Edit

Share via


Set up your Azure Data Lake Storage Gen2 connection

This article outlines the steps to create an Azure Date Lake Storage Gen2 connection for pipelines and Dataflow Gen2 in Microsoft Fabric.

Supported authentication types

The Azure Date Lake Storage Gen2 connector supports the following authentication types for copy and Dataflow Gen2 respectively.

Authentication type Copy Dataflow Gen2
Account key
Organizational account
Service Principal
Shared Access Signature (SAS)
Workspace Identity

Set up your connection for Dataflow Gen2

You can connect Dataflow Gen2 to Azure Data Lake Storage Gen2 in Microsoft Fabric using Power Query connectors. Follow these steps to create your connection:

  1. Check capabilities, limitations, and considerations to make sure your scenario is supported.
  2. Complete prerequisites for Azure Data Lake Storage Gen2.
  3. Go to Get data.
  4. Connect to Azure Data Lake Storage Gen2.

Capabilities

  • Import
  • File System View
  • CDM Folder View

Prerequisites

  • An Azure subscription. Go to Get Azure free trial.

  • A storage account that has a hierarchical namespace. To create one, follow the instructions at Create a storage account. This article assumes that you created a storage account named myadlsg2.

  • Ensure you're granted one of the following roles for the storage account: Blob Data Reader, Blob Data Contributor, or Blob Data Owner.

  • A sample data file named Drivers.txt located in your storage account. You can download this sample from Azure Data Lake Git Repository, and then upload that file to your storage account.

Get data

To get data in Data Factory:

  1. On the left side of Data Factory, select Workspaces.

  2. From your Data Factory workspace, select New > Dataflow Gen2 to create a new dataflow.

    Screenshot showing the workspace where you choose to create a new dataflow.

  3. In Power Query, either select Get data in the ribbon or select Get data from another source in the current view.

    Screenshot showing the Power Query workspace with the Get data option emphasized.

  4. In the Choose data source page, use Search to search for the name of the connector, or select View more on the right hand side the connector to see a list of all the connectors available in Power BI service.

    Screenshot of the Data Factory Choose data source page with the search box and the view more selection emphasized.

  5. If you choose to view more connectors, you can still use Search to search for the name of the connector, or choose a category to see a list of connectors associated with that category.

───

JOB A: In the records starting at "I'd really appreciate it if you could find the red petunia" and ending at "[14,100,91,194]", swap "I'd really appreciate it if you could" for "Please" and write those lines out again with nothing else changed.

EXERCISE DATA:

───

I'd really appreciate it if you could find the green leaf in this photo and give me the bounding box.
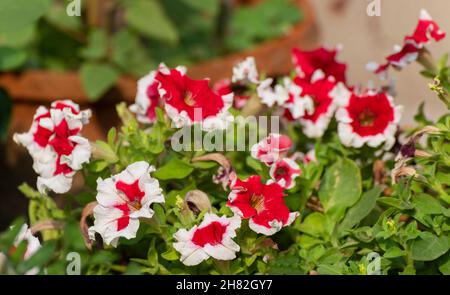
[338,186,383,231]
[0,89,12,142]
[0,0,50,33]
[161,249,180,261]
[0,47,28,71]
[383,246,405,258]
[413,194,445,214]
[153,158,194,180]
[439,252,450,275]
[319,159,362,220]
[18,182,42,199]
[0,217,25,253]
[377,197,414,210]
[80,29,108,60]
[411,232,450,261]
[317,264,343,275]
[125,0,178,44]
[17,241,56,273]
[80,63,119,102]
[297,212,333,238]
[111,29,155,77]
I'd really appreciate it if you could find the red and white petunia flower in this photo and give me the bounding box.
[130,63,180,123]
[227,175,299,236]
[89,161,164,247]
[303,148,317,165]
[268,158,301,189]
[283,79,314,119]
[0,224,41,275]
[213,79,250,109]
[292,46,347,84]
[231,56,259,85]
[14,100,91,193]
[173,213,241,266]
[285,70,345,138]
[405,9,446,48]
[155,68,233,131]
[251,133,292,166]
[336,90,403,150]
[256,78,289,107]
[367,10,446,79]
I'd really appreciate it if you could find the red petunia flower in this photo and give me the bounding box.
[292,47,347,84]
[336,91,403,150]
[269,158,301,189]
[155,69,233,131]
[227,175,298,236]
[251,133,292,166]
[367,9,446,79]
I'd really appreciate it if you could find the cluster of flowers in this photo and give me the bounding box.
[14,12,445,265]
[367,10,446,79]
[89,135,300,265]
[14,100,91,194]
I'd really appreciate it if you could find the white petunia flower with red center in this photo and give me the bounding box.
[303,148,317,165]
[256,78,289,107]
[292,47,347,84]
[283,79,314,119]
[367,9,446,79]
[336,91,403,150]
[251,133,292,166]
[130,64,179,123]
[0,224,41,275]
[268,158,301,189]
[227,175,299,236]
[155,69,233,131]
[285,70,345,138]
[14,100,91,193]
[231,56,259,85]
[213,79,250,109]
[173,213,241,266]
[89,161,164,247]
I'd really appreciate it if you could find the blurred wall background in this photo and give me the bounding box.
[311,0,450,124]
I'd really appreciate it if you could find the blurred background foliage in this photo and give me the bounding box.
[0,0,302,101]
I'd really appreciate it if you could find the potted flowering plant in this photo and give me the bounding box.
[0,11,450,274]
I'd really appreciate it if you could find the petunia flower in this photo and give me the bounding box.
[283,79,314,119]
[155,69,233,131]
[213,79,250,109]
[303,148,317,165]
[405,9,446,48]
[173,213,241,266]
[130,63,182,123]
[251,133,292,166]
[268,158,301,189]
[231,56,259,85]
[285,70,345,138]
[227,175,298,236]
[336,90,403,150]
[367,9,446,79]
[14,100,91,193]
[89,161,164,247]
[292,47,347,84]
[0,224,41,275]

───

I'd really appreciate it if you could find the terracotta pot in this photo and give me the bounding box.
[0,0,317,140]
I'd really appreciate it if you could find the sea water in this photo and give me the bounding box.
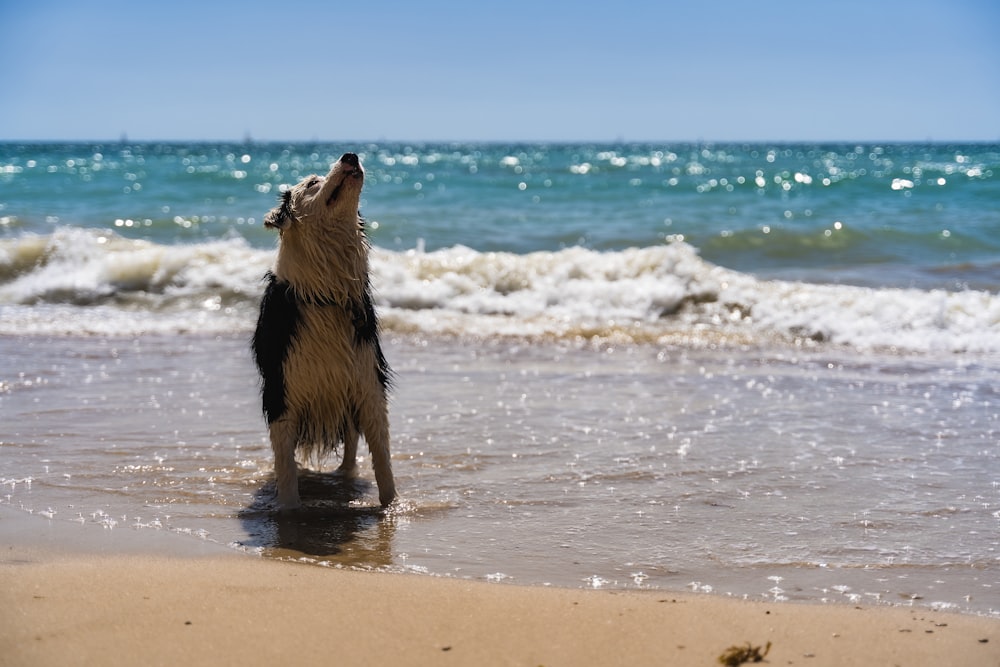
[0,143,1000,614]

───

JOB B: Translate this sentence from the Azure Data Lake Storage Gen2 connection page into Spanish: "Ensure you're granted one of the following roles for the storage account: Blob Data Reader, Blob Data Contributor, or Blob Data Owner."

CORRECT RESULT A:
Please find the red petunia flower in this photo and give me the bounding box.
[292,47,347,84]
[336,91,403,150]
[269,158,301,189]
[155,69,233,131]
[227,175,298,236]
[251,133,292,166]
[367,9,446,79]
Please find the cluster of flowers in this photo and give me the bounding box.
[14,12,445,265]
[367,10,446,79]
[89,135,300,265]
[14,100,91,194]

CORRECT RESULT B: Asegúrese de que se le haya concedido uno de los siguientes roles para la cuenta de almacenamiento: Blob Data Reader, Blob Data Contributor o Blob Data Owner.